* EXERCISE BRIEF: Faithfully return all lines, omitting every embedded picture.

(Pointing and labeling entries)
▬▬▬▬▬▬
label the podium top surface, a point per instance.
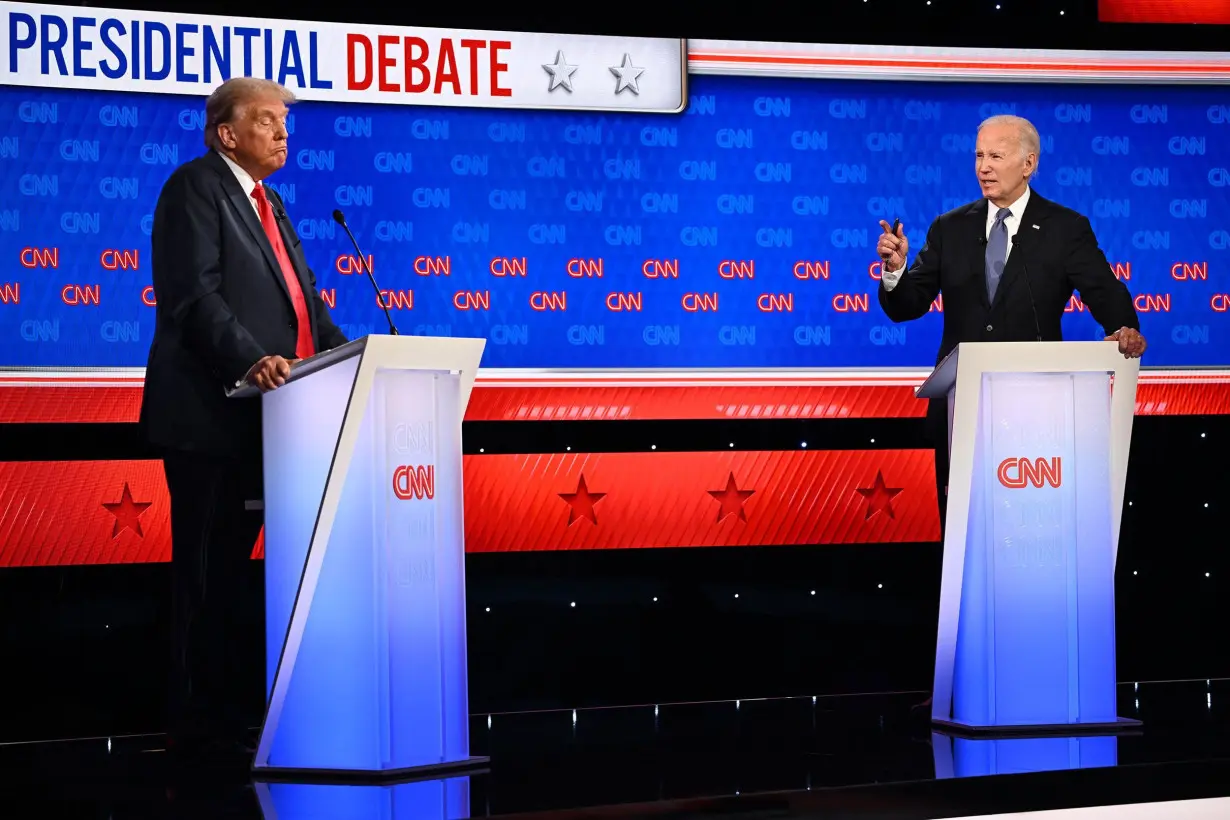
(424, 348)
(1026, 357)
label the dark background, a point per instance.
(84, 648)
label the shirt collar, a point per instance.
(245, 178)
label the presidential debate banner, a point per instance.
(739, 234)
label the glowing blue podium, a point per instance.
(364, 562)
(1038, 439)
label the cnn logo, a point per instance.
(1019, 473)
(416, 482)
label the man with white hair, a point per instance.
(236, 303)
(1006, 264)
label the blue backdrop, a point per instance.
(741, 234)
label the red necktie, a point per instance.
(304, 347)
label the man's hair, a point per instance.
(228, 98)
(1025, 130)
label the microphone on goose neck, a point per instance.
(340, 218)
(1033, 305)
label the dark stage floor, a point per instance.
(854, 756)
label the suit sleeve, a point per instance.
(187, 279)
(918, 288)
(1090, 273)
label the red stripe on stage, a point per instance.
(1171, 395)
(118, 512)
(622, 500)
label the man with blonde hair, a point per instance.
(236, 303)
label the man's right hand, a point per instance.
(893, 248)
(269, 373)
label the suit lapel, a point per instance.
(1035, 214)
(246, 212)
(288, 242)
(978, 260)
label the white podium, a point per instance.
(364, 562)
(1038, 439)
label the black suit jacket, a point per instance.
(223, 304)
(1059, 256)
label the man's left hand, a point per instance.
(1132, 344)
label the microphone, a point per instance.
(1033, 305)
(340, 218)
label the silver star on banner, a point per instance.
(627, 75)
(561, 73)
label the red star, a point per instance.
(732, 499)
(880, 497)
(582, 503)
(128, 513)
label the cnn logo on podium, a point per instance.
(413, 482)
(1019, 473)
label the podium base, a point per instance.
(1117, 727)
(357, 777)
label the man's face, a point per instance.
(1003, 166)
(257, 135)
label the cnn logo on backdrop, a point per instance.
(1020, 472)
(413, 482)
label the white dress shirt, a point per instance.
(245, 180)
(1011, 223)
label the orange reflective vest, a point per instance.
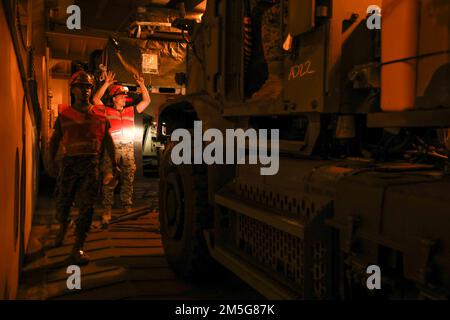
(121, 124)
(83, 133)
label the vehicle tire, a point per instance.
(184, 214)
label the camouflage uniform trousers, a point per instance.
(77, 180)
(125, 160)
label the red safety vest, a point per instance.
(83, 133)
(121, 124)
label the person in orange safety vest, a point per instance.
(121, 119)
(82, 129)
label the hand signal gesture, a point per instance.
(110, 78)
(139, 80)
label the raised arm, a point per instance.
(140, 107)
(109, 80)
(55, 140)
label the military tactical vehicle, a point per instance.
(363, 116)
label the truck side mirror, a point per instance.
(301, 16)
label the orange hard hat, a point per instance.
(117, 90)
(81, 77)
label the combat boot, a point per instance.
(106, 216)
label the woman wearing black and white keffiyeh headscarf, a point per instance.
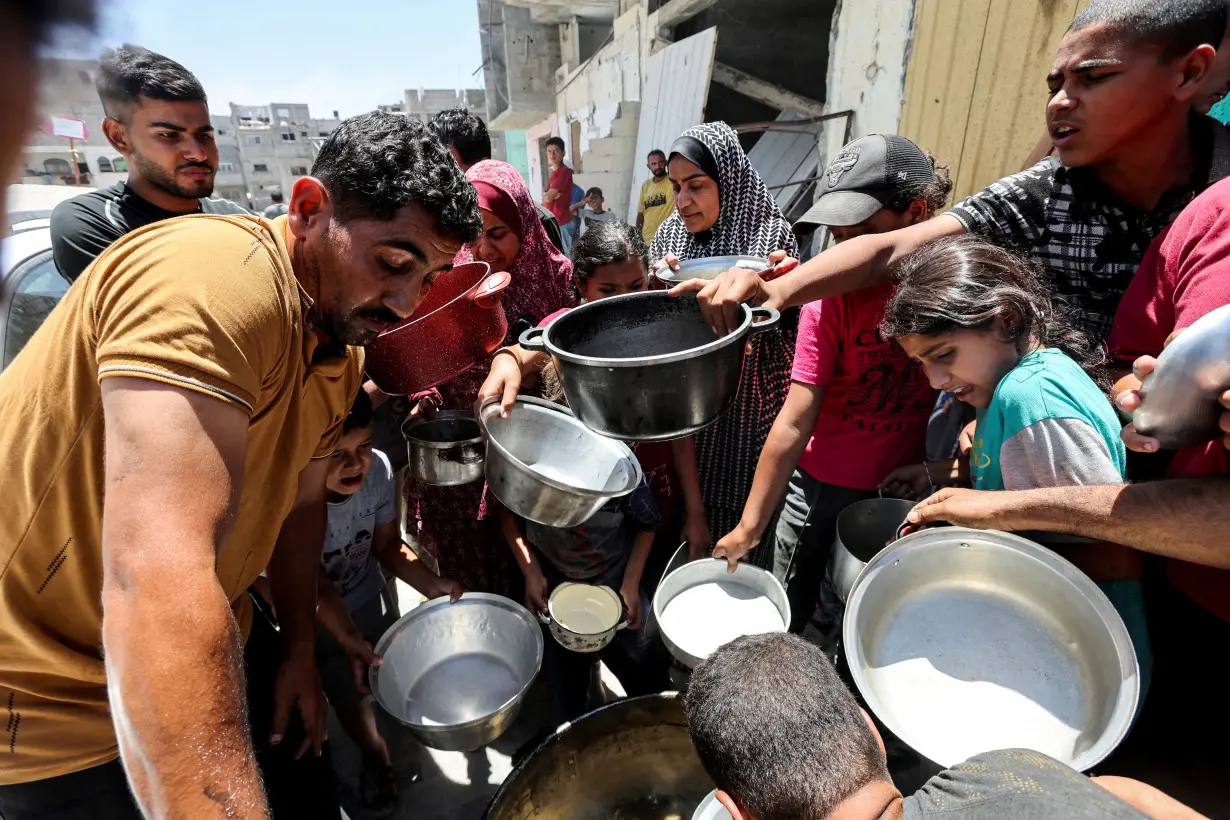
▬▬▬▬▬▬
* EXERCISE RESULT:
label the podium top surface, a point per instance.
(424, 348)
(1026, 357)
label the dark background, a point per instance.
(84, 648)
label the shirt collar, a point per instance.
(245, 178)
label the presidential debate banner, a point per instance.
(739, 234)
label the glowing blue podium, a point per instance.
(364, 562)
(1038, 439)
label the cnn logo, a point per instance.
(1019, 473)
(416, 482)
label the man with white hair, a point per instance.
(236, 303)
(1006, 264)
label the blue backdrop, a point per instance.
(741, 234)
label the red necktie, a point per instance.
(304, 347)
label the man's hair, a point per instance.
(228, 98)
(1025, 130)
label the microphone on goose neck, a point per instance.
(340, 218)
(1033, 305)
label the dark stage floor, a point per instance.
(854, 756)
label the suit sleeve, a point per instance.
(187, 279)
(918, 288)
(1090, 273)
label the red stripe on stage, a point per instance.
(1171, 395)
(118, 512)
(622, 500)
label the man with blonde hair, a point per instance.
(236, 303)
label the man's right hand, a point per instance.
(893, 248)
(269, 373)
label the suit lapel, a point per instance.
(1035, 214)
(246, 212)
(288, 242)
(978, 260)
label the white podium, a point per instance.
(364, 562)
(1038, 439)
label the black suit jacket, a point per instance.
(223, 304)
(1059, 256)
label the man's left hand, a point per instance.
(1132, 344)
label the microphone, a point per instance.
(1033, 305)
(340, 218)
label the silver star on banner, a point per instance.
(627, 75)
(561, 73)
label the red star, a point per instance.
(732, 499)
(880, 497)
(582, 503)
(128, 513)
label the cnn logo on podium, a point per instance.
(413, 482)
(1019, 473)
label the podium base, a point per instance.
(1117, 727)
(357, 777)
label the man's face, a point per instance.
(1003, 166)
(257, 135)
label the cnn logo on backdrop, a point per instance.
(1020, 472)
(413, 482)
label the white dress shirt, a point per instance.
(245, 180)
(1011, 223)
label the orange reflective vest, a point per instance.
(121, 124)
(83, 133)
label the vehicle tire, a point per instance.
(184, 214)
label the camouflage uniform trousers, a point per instance.
(77, 180)
(125, 160)
label the red safety vest, a point per instance.
(83, 133)
(121, 124)
label the person in orange safety vest, a point per instance.
(121, 119)
(82, 129)
label the hand signal gesture, a point per instance.
(110, 78)
(139, 80)
label the raised arm, a point per instance.
(140, 107)
(109, 80)
(55, 140)
label the military tactical vehicle, a point per instance.
(363, 116)
label the truck side mirror, a point per instance.
(301, 16)
label the orange hard hat, a point per instance.
(117, 90)
(81, 77)
label the combat boot, a point per instance.
(106, 216)
label the woman wearing black and white keffiyeh headscarf, a point per instance.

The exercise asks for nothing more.